[user/henk/code/inspircd.git] / src / modules / m_spanningtree / treesocket.h

/*       +------------------------------------+
 *       | Inspire Internet Relay Chat Daemon |
 *       +------------------------------------+
 *
 *  InspIRCd: (C) 2002-2010 InspIRCd Development Team
 * See: http://wiki.inspircd.org/Credits
 *
 * This program is free but copyrighted software; see
 *            the file COPYING for details.
 *
 * ---------------------------------------------------
 */

#ifndef __TREESOCKET_H__
#define __TREESOCKET_H__

#include "socket.h"
#include "inspircd.h"
#include "xline.h"

#include "utils.h"

/*
 * The server list in InspIRCd is maintained as two structures
 * which hold the data in different ways. Most of the time, we
 * want to very quicky obtain three pieces of information:
 *
 * (1) The information on a server
 * (2) The information on the server we must send data through
 *     to actually REACH the server we're after
 * (3) Potentially, the child/parent objects of this server
 *
 * The InspIRCd spanning protocol provides easy access to these
 * by storing the data firstly in a recursive structure, where
 * each item references its parent item, and a dynamic list
 * of child items, and another structure which stores the items
 * hashed, linearly. This means that if we want to find a server
 * by name quickly, we can look it up in the hash, avoiding
 * any O(n) lookups. If however, during a split or sync, we want
 * to apply an operation to a server, and any of its child objects
 * we can resort to recursion to walk the tree structure.
 * Any socket can have one of five states at any one time.
 *
 * CONNECTING:  indicates an outbound socket which is
 *                                                      waiting to be writeable.
 * WAIT_AUTH_1: indicates the socket is outbound and
 *                                                      has successfully connected, but has not
 *                                                      yet sent and received SERVER strings.
 * WAIT_AUTH_2: indicates that the socket is inbound
 *                                                      but has not yet sent and received
 *                                                      SERVER strings.
 * CONNECTED:   represents a fully authorized, fully
 *                                                      connected server.
 * DYING:       represents a server that has had an error.
 */
enum ServerState { CONNECTING, WAIT_AUTH_1, WAIT_AUTH_2, CONNECTED, DYING };

struct CapabData
{
        std::string ModuleList;                 /* Required module list of other server from CAPAB */
        std::string OptModuleList;              /* Optional module list of other server from CAPAB */
        std::string ChanModes;
        std::string UserModes;
        std::map<std::string,std::string> CapKeys;      /* CAPAB keys from other server */
        std::string ourchallenge;               /* Challenge sent for challenge/response */
        std::string theirchallenge;             /* Challenge recv for challenge/response */
        std::string OutboundPass;               /* Outbound password */
        int capab_phase;                        /* Have sent CAPAB already */
        bool auth_fingerprint;                  /* Did we auth using SSL fingerprint */
        bool auth_challenge;                    /* Did we auth using challenge/response */
};

/** Every SERVER connection inbound or outbound is represented by
 * an object of type TreeSocket.

#####

> Written instruction: Return the passage of the InspIRCd header file above from "[user/henk/code/inspircd.git] / src" to "COPYING for details.", copied word for word.

#####

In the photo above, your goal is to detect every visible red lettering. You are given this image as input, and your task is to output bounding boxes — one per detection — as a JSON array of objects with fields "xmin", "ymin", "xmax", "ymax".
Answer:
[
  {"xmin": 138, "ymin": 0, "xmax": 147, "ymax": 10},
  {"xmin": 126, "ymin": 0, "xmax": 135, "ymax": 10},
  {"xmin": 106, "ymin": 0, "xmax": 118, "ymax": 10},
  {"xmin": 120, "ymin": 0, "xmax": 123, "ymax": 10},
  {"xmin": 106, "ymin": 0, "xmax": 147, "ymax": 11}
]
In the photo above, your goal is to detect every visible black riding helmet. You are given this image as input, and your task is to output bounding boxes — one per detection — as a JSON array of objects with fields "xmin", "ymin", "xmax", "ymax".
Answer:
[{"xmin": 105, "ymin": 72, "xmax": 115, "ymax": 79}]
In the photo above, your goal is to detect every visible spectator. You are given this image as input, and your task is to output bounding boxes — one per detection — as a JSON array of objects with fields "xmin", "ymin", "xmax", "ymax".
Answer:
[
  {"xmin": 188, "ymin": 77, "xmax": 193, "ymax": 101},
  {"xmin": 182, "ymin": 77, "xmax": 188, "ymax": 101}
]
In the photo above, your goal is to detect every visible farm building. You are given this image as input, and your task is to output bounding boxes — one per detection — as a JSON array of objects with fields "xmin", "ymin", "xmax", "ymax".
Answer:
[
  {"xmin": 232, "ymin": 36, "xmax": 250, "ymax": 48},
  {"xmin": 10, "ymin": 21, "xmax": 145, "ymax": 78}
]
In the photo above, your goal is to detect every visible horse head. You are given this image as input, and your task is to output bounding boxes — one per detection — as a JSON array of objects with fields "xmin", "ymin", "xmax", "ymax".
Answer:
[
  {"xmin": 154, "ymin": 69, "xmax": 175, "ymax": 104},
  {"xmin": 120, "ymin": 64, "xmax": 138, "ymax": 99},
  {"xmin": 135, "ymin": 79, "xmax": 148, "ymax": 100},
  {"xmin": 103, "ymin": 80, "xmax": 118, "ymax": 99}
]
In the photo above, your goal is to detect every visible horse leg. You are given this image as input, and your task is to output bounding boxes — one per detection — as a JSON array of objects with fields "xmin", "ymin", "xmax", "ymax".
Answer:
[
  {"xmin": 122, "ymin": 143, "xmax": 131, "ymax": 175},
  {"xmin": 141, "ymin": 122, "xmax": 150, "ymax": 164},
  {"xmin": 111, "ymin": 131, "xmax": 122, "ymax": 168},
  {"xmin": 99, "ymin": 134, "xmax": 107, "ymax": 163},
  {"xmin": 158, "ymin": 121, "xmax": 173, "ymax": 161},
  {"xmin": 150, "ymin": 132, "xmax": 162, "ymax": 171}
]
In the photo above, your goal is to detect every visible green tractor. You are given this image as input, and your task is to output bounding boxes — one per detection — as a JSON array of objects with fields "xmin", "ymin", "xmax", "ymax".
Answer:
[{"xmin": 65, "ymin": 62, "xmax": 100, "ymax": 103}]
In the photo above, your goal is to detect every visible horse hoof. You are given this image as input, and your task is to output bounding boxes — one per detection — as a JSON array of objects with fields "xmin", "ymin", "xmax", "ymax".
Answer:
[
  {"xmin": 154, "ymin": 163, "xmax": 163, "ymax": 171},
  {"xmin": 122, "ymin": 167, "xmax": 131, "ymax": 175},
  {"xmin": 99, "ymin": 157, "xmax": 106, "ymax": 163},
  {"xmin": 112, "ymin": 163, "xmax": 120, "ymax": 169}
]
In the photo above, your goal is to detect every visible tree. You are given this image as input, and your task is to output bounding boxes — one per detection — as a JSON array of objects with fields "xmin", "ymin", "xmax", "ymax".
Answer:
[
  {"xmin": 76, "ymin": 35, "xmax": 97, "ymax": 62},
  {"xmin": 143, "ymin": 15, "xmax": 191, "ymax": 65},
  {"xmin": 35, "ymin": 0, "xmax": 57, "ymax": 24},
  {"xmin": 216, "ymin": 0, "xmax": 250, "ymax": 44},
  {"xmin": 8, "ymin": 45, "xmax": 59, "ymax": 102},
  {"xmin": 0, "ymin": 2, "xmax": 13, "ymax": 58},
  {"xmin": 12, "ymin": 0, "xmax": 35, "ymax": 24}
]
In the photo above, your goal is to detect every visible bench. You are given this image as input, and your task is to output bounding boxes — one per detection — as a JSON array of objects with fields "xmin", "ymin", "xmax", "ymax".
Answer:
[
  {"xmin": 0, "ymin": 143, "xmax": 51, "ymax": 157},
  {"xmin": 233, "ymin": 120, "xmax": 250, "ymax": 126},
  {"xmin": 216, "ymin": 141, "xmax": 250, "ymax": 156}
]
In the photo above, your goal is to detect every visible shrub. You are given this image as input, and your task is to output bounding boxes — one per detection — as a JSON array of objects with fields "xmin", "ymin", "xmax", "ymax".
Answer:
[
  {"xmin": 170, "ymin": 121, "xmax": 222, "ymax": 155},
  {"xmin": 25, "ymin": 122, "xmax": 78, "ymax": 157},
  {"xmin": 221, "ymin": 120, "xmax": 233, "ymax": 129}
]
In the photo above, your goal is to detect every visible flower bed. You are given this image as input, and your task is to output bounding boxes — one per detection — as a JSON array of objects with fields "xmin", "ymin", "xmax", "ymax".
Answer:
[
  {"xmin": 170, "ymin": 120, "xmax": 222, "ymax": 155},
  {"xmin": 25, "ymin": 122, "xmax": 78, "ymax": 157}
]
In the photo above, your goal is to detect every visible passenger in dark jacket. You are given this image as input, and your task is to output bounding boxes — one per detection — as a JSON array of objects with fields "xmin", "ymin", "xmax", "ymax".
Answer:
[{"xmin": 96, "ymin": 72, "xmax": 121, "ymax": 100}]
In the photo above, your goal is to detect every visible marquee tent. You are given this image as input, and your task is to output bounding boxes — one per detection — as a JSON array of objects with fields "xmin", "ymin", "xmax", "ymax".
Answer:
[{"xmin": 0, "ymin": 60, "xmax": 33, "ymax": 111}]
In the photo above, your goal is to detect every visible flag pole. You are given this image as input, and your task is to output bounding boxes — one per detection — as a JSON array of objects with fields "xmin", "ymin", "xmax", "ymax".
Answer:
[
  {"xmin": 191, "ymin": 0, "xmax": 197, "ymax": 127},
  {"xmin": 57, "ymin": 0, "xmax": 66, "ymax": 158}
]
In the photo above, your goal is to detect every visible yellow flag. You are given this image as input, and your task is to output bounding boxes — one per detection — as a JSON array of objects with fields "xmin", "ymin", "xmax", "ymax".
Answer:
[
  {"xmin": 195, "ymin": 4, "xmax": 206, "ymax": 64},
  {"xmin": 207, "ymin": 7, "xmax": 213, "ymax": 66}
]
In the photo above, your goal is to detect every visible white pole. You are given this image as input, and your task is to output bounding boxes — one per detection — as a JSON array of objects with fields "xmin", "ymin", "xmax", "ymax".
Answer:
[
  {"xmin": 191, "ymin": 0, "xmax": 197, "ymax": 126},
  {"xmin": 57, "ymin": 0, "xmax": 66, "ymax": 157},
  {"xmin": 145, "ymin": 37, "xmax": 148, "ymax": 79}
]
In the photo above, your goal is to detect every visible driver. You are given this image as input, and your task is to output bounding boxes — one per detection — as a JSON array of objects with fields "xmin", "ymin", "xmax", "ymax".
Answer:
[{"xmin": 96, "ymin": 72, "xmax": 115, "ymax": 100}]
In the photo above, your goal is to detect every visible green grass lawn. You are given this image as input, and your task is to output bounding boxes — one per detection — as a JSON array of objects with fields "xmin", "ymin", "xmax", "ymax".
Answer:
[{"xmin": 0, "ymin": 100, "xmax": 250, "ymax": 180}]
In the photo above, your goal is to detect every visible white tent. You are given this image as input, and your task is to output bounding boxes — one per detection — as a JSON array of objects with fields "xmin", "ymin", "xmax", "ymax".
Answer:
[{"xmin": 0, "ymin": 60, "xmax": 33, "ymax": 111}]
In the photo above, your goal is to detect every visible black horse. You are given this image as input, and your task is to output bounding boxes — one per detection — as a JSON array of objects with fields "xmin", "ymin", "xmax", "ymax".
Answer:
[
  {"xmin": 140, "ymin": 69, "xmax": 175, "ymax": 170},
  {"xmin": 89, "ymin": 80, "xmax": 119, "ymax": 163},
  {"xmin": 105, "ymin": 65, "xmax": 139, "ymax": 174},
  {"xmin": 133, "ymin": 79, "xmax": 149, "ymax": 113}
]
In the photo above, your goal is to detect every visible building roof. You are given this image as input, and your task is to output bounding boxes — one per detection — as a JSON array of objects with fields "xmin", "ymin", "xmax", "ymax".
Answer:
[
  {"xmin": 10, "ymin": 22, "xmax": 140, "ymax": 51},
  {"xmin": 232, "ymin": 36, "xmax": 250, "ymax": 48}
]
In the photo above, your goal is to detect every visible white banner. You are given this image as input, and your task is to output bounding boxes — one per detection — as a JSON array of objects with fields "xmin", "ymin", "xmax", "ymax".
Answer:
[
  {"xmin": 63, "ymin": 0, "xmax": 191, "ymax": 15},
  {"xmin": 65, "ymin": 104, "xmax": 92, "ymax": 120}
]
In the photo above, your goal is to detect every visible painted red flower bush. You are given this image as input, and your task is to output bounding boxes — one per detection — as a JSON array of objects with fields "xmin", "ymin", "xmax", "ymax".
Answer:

#####

> Solution to this problem:
[user/henk/code/inspircd.git] / src / modules / m_spanningtree / treesocket.h

/*       +------------------------------------+
 *       | Inspire Internet Relay Chat Daemon |
 *       +------------------------------------+
 *
 *  InspIRCd: (C) 2002-2010 InspIRCd Development Team
 * See: http://wiki.inspircd.org/Credits
 *
 * This program is free but copyrighted software; see
 *            the file COPYING for details.